[EXERCISE DATA — start]
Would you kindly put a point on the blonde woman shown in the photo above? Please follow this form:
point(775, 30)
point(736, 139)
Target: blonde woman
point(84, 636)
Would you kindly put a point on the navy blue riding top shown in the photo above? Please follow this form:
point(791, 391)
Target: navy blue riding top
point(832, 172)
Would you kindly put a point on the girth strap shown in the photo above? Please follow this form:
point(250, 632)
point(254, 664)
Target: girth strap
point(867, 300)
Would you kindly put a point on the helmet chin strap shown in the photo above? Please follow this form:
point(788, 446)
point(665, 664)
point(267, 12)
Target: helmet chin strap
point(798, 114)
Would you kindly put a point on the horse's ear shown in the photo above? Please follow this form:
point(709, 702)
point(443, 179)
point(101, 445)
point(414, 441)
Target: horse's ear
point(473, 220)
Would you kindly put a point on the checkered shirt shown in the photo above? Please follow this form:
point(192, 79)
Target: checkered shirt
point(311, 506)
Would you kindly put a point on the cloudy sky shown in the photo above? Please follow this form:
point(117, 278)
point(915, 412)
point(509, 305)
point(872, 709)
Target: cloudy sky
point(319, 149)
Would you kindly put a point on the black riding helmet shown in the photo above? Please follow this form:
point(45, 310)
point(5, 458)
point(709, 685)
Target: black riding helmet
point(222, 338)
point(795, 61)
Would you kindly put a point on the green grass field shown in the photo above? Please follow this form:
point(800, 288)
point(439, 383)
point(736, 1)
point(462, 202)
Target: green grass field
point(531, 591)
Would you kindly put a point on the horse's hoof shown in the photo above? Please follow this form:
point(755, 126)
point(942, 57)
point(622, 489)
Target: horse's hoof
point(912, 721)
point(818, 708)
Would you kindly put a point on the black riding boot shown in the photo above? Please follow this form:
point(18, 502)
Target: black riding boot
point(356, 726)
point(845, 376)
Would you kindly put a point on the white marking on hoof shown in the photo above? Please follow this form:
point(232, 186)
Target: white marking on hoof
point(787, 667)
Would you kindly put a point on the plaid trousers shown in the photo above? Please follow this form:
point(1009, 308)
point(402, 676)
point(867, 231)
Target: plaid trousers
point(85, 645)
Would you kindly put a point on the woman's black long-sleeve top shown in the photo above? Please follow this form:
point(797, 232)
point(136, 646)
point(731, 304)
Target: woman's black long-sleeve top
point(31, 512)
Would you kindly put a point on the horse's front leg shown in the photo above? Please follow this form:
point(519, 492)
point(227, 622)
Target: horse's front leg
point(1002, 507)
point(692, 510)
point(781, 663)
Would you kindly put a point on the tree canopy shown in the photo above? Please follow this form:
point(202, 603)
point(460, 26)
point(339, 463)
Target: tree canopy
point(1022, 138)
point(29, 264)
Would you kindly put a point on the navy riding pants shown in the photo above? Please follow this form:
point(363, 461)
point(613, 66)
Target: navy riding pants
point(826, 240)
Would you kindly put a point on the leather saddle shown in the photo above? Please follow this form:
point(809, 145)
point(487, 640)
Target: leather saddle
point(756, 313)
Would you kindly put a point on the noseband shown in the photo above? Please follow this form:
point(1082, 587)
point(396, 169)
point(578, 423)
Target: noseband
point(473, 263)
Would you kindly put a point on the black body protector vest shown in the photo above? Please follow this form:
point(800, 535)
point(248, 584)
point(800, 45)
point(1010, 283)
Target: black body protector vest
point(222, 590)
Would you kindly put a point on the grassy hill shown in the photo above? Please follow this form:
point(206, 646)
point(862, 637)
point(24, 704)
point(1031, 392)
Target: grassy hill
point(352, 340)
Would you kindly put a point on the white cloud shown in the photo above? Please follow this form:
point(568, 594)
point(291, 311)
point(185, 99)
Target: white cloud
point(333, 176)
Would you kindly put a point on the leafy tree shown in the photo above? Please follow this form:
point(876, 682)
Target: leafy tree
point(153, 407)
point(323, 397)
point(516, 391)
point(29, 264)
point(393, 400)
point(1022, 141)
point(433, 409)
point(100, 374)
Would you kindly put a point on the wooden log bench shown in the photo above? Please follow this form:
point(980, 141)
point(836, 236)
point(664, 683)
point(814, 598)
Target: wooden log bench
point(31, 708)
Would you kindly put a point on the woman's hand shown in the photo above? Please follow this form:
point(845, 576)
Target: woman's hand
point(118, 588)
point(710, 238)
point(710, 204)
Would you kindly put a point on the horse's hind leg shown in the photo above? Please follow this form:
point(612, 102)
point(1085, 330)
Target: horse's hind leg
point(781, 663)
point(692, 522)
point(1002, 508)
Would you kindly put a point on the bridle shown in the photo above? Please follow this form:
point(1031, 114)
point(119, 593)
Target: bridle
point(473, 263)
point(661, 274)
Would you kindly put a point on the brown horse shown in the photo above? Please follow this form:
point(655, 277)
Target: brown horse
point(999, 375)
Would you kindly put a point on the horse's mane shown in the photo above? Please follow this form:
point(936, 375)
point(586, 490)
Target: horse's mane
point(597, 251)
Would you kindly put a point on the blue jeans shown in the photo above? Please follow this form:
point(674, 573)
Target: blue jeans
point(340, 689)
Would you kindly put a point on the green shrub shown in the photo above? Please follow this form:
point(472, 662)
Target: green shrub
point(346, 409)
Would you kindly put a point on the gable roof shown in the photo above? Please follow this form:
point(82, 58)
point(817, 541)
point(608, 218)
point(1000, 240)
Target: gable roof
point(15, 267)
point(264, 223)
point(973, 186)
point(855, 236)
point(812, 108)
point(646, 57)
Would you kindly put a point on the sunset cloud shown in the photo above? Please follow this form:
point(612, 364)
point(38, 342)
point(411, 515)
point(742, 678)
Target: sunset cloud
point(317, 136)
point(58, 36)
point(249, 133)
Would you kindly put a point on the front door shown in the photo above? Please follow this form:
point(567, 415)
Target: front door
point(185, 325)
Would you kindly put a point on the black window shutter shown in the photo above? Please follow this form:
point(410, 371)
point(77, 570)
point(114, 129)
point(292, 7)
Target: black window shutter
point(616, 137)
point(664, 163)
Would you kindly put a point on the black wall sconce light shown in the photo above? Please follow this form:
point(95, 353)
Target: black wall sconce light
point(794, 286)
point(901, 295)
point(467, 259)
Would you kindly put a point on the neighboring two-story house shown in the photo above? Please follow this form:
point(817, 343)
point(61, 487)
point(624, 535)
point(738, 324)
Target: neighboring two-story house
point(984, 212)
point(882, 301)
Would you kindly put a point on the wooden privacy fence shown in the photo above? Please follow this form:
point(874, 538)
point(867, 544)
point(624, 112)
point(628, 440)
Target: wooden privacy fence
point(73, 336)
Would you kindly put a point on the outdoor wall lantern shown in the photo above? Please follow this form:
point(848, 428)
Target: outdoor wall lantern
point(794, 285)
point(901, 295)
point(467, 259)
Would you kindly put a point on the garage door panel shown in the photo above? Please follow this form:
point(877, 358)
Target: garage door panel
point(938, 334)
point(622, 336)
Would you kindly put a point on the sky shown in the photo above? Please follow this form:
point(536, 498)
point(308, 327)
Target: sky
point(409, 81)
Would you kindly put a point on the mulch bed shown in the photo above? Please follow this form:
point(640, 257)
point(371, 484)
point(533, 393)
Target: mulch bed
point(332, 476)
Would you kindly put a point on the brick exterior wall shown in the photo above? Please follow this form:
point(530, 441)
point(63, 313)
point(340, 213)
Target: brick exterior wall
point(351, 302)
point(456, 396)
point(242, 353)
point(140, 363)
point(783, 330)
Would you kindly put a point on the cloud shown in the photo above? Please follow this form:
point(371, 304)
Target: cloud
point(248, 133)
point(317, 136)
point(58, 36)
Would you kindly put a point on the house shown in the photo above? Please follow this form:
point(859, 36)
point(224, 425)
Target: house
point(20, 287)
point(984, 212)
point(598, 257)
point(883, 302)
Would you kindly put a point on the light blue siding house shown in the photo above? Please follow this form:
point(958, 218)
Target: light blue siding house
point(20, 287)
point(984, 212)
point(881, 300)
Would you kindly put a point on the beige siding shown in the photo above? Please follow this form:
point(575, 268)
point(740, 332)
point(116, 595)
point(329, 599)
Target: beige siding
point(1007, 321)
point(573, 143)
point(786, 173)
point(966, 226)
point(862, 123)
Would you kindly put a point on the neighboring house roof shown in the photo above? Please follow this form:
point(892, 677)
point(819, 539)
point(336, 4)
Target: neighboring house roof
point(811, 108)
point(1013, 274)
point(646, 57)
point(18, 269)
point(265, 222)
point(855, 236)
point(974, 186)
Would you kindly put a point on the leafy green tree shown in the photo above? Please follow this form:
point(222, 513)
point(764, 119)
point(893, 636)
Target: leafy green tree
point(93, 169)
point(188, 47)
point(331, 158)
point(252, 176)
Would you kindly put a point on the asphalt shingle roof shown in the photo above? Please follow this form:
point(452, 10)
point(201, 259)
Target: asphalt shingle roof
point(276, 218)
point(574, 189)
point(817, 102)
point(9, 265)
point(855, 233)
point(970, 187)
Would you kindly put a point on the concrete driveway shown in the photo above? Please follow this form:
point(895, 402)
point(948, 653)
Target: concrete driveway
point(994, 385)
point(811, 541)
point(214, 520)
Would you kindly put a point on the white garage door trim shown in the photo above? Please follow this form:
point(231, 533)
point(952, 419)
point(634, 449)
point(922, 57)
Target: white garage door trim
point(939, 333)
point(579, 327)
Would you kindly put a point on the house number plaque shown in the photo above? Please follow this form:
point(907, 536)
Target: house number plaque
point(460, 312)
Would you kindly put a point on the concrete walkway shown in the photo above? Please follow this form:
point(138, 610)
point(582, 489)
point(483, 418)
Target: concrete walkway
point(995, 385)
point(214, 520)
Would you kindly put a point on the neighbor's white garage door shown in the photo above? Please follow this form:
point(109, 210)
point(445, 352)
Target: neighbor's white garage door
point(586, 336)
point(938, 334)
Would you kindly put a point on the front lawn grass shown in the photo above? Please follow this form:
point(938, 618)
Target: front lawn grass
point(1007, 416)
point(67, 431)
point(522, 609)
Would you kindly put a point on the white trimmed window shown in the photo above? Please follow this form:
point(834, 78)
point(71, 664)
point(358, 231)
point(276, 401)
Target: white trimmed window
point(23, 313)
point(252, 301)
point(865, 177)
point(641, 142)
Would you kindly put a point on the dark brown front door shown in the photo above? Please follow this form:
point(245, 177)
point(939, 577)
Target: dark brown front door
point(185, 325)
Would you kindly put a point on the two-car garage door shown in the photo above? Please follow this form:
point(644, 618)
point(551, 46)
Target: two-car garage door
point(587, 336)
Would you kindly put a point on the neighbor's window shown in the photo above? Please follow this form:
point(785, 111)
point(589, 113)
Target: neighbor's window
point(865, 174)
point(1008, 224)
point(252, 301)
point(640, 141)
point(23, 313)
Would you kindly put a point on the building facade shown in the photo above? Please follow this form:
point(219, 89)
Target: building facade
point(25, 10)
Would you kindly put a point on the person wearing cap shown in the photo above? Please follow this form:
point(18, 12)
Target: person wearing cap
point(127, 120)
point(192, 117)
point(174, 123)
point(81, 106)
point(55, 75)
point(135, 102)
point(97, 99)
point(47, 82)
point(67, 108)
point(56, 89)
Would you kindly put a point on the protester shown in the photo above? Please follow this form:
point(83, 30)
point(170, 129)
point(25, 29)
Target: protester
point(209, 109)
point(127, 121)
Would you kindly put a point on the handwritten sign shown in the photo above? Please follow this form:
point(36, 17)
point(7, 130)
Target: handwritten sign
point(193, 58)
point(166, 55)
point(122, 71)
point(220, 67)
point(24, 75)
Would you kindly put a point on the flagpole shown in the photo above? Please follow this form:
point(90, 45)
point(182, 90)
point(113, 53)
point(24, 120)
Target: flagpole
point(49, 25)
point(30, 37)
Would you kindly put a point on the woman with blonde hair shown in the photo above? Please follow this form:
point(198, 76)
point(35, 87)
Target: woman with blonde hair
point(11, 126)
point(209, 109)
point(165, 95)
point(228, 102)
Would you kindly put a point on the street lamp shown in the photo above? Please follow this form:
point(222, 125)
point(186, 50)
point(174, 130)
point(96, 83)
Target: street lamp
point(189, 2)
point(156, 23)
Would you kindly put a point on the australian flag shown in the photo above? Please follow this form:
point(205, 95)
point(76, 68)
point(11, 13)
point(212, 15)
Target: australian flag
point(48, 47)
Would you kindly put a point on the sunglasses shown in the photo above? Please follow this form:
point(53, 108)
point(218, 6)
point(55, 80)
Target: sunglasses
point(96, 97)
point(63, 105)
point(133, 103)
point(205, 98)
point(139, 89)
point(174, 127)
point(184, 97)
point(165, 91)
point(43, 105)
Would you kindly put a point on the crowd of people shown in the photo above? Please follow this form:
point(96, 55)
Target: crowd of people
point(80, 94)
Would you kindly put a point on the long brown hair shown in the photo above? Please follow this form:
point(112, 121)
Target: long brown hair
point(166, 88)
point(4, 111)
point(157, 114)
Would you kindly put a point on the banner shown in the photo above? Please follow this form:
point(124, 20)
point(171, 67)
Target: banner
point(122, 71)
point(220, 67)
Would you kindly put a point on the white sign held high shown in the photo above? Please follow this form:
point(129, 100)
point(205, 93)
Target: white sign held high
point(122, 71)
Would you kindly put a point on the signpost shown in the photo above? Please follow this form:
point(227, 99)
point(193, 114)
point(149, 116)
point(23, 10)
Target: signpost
[EXERCISE DATA — finish]
Output, exactly and in full, the lines from the start of the entries above through the line that contains "point(791, 391)".

## EXERCISE OUTPUT
Would you kindly put a point on the blonde woman shown in the photo above? Please follow this form:
point(775, 30)
point(736, 139)
Target: blonde woman
point(84, 636)
Would you kindly put a point on the navy blue riding top shown in the photo above? Please follow this form:
point(791, 391)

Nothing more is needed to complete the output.